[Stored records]
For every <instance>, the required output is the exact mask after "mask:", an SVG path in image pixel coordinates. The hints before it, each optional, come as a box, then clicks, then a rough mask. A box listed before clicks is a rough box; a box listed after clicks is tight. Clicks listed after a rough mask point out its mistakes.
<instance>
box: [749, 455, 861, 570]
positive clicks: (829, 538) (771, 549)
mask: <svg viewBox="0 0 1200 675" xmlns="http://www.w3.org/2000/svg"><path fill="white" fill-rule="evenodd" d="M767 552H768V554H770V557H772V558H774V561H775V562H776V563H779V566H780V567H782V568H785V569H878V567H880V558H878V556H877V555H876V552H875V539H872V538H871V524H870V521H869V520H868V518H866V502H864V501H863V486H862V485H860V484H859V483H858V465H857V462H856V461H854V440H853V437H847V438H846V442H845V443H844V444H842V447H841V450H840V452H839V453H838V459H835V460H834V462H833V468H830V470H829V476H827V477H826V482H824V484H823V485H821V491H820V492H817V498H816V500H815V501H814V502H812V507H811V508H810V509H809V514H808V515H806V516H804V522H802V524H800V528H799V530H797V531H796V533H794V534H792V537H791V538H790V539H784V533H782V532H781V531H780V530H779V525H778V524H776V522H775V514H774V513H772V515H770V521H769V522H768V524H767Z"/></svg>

* Required action:
Start at the line with "box: [749, 455, 861, 570]" and stop at the end of the records. Write those lines out exactly and add nothing.

* Answer space:
box: [749, 455, 861, 570]
positive clicks: (829, 538) (771, 549)
mask: <svg viewBox="0 0 1200 675" xmlns="http://www.w3.org/2000/svg"><path fill="white" fill-rule="evenodd" d="M767 552H768V554H770V557H772V558H774V561H775V562H776V563H779V566H780V567H782V568H785V569H878V567H880V558H878V556H877V555H876V552H875V539H872V538H871V524H870V521H869V520H868V518H866V502H864V501H863V486H862V485H860V484H859V483H858V465H857V462H856V461H854V440H853V437H847V438H846V442H845V443H844V444H842V447H841V450H840V452H839V453H838V459H835V460H834V462H833V468H830V470H829V476H827V477H826V482H824V484H823V485H821V491H820V492H817V498H816V500H815V501H814V502H812V507H811V508H810V509H809V514H808V515H806V516H804V522H802V524H800V528H799V530H797V531H796V533H794V534H792V537H791V538H790V539H784V533H782V532H781V531H780V530H779V525H778V524H776V522H775V514H774V513H772V515H770V521H769V522H768V524H767Z"/></svg>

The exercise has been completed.